§ Consigne 1:
Dans l'extrait sur la solitude du soignant face au psycho-trauma, dans quelle université Serge Lesourd enseigne-t-il ?
§ Consigne 2:
Rédigez la suite de l'extrait sur la solitude du soignant face au psycho-trauma, en reprenant après sa dernière phrase.

§ Extrait choisi:
──────────────────────────────

La solitude du soignant face au psycho-trauma
Le professionnel de santé qui recueille les récits de victimes peut aussi souffrir. Il n’est pas imperméable aux blessures psychiques, qu’il doit soigner pour mieux soigner l’autre
«Diresa souffrance est légitime, même lorsqu’on a choisi d’être là »
Serge Lesourd
Professeur de psychopathologie clinique
La prise en charge du psycho-trauma est indispensable pour permettre aux victimes d’aller mieux. Mais qu’en est-il du soignant ? Comment « digère »-t-il toutes les histoires qu’il accueille au cours de ses consultations ? L’accumulation de confessions, de récits parfois très brutaux dans le secret du cabinet n’a-t-elle pas un impact sur celui qui les écoute ? Les professionnels de santé ont évoqué cette problématique lors d’une Journée départementale des CUMP (Cellules d’urgence médico-psychologique) (1). L’occasion pour eux d’échanger librement sur un sujet complexe, souvent passé sous silence par pudeur ou par crainte du jugement. Serge Lesourd, professeur de psychopathologie clinique à l’Université de Nice-Sophia Antipolis évoque ainsi la solitude du soignant face à la douleur. « J’ai en tête l’image des jours qui ont suivi l’attentat de Nice : de ce 15 juillet, de ce 16 juillet... où j’ai vu tous ces professionnels de santé sortir fumer leur cigarette sur le trottoir entre deux consultations en étant incapables de parler entre eux. » Au plus près des victimes dans les premières heures, ils ont été marqués, de différentes manières et à différents degrés. Sans s’en rendre forcément compte. « Il y a une opposition fondamentale entre la victime et le soignant. L’un doit être l’objet de l’attention de l’autre. Ce devoir de secours impose au soignant de mettre de côté tout ce qu’il ressent, de gommer toute dimension affective pour être tout entier dévoué à son métier. Il y a donc quelque chose qui vient renforcer l’idée que le soignant n’a pas le droit d’aller mal. » Qu’il n’a même aucune légitimité à cela. « Il n’a pas cette légitimité que confère le statut de victime : ce n’est pas lui qui vit la souffrance. Il y a une incompatibilité logique et morale entre la position de victime et de soignant. On ne peut être les deux à la fois. C’est la raison pour laquelle ce dernier est dans une grande solitude face à sa propre souffrance. »

──────────────────────────────

§ Données:
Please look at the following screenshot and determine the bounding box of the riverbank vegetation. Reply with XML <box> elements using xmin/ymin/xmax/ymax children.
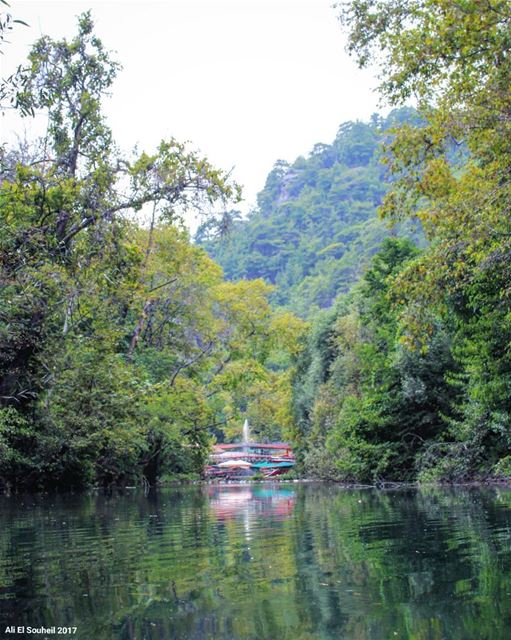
<box><xmin>0</xmin><ymin>0</ymin><xmax>511</xmax><ymax>488</ymax></box>
<box><xmin>0</xmin><ymin>14</ymin><xmax>305</xmax><ymax>489</ymax></box>
<box><xmin>295</xmin><ymin>0</ymin><xmax>511</xmax><ymax>481</ymax></box>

──────────────────────────────

§ Réponse 1:
À l'Université de Nice-Sophia Antipolis.

§ Réponse 2:
Le soignant a choisi d’être là, pas la victime
Ce sentiment d’isolement est souvent aggravé par les barrières que lui-même érige, en s’interdisant de parler de sa souffrance, notamment avec des collègues. Parce que, pense-til, ils risqueraient de lui opposer une incapacité à exercer. Or, il ne veut pas basculer dans la position de patient. «La parole est pourtant fondamentale, rappelle Serge Lesourd, avant d’insister : « La souffrance est légitime même lorsqu’on a choisi d’être là, sur les lieux, en tant que soignant.. » Il s’agit donc de changer de prisme. « Trente ans de carrière ne mettent pas à l’abri. Ce n’est pas l’expérience qui va faire que l’on va s’en sortir. C’est le fait de pouvoir échanger, d’analyser ce qu’il se passe : c’est bien le dialogue qui va nous permettre de dépasser notre propre souffrance pour mieux reprendre notre tâche au service des autres. » Cela ne veut pas dire qu’il faudra fermer le bureau, parfois une bonne discussion suffit. La verbalisation est toujours salutaire. On oublie trop souvent que le psy, le médecin, l’infirmière... restent avant tout des êtres humains, en proie, eux aussi, à la souffrance. Qu’il leur est donc légitime de dire qu’ils vont mal, pour mieux se soigner et reprendre leur tâche. Au bénéfice des autres.
1. Le 28 novembre, la Journée départementale des CUMP était consacrée à la thématique du personnel soignant à l’épreuve du psychotrauma.